++++ Data section

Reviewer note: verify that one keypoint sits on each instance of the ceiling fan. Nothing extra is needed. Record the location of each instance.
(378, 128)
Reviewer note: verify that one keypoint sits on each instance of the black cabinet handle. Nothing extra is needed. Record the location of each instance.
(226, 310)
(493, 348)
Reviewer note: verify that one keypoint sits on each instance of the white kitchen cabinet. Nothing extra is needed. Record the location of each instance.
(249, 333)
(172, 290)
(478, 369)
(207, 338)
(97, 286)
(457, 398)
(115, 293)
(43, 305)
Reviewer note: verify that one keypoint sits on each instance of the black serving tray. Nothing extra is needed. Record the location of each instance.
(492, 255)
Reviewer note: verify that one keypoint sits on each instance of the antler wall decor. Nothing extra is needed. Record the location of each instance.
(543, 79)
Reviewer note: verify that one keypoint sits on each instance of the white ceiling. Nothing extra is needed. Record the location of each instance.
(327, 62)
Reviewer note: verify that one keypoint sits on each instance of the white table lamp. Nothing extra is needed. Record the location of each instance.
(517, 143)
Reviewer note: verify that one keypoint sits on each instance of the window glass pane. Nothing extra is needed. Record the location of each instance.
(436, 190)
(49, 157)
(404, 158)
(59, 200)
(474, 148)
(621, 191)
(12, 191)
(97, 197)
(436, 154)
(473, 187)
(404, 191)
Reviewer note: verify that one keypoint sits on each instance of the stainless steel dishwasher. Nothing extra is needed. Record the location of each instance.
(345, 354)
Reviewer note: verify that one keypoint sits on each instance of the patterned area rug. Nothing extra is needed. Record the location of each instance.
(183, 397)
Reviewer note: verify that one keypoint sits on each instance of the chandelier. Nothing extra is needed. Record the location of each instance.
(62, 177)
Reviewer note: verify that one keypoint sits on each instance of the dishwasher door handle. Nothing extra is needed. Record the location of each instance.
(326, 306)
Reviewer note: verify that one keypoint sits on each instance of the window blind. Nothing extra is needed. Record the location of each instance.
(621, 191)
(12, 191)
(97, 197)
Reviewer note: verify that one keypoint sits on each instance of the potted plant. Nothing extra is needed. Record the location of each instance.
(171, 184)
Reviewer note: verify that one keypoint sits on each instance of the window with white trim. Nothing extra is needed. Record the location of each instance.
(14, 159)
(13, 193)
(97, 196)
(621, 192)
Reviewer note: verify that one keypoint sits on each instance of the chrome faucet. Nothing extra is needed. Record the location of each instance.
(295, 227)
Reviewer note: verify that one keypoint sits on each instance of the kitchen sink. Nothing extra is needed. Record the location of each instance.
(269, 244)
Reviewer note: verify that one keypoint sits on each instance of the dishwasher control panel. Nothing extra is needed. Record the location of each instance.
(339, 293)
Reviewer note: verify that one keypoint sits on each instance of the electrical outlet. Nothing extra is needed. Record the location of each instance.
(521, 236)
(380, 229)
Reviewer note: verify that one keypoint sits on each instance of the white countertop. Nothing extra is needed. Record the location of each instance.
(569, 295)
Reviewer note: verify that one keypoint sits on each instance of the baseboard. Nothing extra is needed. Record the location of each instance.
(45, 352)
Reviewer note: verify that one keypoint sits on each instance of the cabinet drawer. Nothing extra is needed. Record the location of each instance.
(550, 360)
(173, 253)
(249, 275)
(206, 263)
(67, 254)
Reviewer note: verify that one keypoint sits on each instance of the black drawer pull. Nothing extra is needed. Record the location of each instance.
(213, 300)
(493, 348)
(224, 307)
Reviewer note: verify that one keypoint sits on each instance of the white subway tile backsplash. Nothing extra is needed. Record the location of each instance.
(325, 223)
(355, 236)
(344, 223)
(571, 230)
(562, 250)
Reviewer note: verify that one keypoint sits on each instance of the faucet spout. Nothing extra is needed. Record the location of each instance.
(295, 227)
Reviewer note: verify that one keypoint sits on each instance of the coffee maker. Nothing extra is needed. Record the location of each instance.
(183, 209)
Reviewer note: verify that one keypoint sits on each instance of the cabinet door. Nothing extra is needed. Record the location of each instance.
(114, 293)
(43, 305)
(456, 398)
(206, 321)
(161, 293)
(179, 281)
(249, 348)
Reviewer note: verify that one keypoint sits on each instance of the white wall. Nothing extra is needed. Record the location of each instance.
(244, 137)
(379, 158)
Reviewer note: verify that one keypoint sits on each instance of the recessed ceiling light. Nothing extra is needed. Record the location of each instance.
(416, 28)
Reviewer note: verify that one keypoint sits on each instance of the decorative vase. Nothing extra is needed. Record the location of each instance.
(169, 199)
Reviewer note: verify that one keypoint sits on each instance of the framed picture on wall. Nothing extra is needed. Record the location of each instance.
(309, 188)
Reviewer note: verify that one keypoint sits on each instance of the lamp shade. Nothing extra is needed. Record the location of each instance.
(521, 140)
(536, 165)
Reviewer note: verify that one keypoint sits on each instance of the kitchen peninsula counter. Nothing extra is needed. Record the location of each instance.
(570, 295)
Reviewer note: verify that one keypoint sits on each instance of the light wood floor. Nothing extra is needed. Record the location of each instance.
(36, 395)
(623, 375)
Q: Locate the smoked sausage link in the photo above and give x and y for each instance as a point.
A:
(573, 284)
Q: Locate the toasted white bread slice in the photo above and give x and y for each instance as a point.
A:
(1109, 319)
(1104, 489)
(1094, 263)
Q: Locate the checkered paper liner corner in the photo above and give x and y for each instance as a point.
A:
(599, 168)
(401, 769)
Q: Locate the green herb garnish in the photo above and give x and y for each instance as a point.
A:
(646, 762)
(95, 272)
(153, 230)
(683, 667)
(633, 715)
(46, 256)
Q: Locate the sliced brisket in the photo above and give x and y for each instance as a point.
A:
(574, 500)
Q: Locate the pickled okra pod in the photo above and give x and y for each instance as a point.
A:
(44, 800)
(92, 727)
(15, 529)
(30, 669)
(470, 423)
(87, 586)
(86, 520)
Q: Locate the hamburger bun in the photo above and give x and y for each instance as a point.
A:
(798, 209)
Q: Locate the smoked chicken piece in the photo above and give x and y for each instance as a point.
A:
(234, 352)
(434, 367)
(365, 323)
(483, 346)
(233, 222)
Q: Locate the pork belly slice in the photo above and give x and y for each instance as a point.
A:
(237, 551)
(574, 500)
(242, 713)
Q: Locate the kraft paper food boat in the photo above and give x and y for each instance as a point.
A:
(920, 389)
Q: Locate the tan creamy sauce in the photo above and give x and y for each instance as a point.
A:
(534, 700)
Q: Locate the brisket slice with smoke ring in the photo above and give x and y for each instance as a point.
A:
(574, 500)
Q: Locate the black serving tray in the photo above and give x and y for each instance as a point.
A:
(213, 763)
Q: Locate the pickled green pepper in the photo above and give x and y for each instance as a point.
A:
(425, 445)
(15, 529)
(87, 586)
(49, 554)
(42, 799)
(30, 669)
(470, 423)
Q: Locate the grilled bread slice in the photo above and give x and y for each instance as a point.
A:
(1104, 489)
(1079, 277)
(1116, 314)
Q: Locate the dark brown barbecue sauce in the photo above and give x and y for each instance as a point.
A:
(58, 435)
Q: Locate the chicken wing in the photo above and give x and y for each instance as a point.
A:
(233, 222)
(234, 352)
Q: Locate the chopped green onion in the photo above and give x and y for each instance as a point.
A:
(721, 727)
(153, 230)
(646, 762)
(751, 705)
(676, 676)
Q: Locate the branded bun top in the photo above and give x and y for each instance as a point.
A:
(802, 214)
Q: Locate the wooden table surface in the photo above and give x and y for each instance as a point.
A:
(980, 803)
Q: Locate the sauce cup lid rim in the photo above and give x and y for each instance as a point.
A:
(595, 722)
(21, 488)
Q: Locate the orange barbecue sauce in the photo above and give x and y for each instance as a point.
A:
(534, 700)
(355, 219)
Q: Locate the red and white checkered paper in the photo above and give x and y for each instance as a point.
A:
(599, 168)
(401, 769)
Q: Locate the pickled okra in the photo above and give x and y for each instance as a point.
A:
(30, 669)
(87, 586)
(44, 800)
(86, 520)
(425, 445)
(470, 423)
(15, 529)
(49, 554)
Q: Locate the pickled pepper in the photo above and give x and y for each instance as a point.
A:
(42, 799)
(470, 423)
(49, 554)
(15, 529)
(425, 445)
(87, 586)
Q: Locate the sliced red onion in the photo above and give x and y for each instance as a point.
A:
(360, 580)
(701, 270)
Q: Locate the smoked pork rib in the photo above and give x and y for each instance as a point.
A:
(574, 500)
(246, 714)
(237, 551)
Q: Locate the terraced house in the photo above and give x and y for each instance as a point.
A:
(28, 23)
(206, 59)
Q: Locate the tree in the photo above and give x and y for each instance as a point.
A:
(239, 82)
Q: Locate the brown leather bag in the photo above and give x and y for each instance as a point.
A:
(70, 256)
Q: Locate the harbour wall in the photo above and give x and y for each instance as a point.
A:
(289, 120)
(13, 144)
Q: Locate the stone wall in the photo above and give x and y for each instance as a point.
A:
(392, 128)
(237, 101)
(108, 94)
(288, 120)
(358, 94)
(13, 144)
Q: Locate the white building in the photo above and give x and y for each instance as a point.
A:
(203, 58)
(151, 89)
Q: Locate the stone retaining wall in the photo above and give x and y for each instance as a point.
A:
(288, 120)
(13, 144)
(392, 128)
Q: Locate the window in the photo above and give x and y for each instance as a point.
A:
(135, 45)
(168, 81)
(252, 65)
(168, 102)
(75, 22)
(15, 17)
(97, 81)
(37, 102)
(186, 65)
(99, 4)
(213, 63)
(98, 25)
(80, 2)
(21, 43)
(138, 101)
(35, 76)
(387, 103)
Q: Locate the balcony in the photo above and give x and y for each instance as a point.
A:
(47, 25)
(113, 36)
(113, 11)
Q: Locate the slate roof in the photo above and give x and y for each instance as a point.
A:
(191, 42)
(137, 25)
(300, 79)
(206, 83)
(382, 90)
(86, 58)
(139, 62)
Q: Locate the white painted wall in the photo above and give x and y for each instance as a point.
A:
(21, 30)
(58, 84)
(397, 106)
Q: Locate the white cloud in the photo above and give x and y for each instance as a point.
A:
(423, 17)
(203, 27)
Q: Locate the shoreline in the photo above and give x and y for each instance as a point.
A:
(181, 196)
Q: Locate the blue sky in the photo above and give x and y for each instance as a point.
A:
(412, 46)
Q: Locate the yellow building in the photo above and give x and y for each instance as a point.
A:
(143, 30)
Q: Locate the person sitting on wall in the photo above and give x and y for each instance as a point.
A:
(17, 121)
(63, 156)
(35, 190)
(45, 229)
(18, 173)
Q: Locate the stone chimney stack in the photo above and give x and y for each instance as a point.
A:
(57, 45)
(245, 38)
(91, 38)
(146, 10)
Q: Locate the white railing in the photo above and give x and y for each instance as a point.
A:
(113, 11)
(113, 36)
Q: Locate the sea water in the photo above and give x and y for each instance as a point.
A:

++++++++

* **Activity**
Find and copy each line of the data where "sauce" is present.

* **Answer for this exercise**
Q: Locate the tan creamy sauce in the photo above and give x and y for each instance as a point.
Q: Locate the dark brown barbecue sauce in the photo above and give x and y for each instance as a point.
Q: Locate the sauce cup lid rim in the photo above and give x and y for each instance as a point.
Q: Locate the orange barbecue sauce in the photo above and give x and y for each instance as a point.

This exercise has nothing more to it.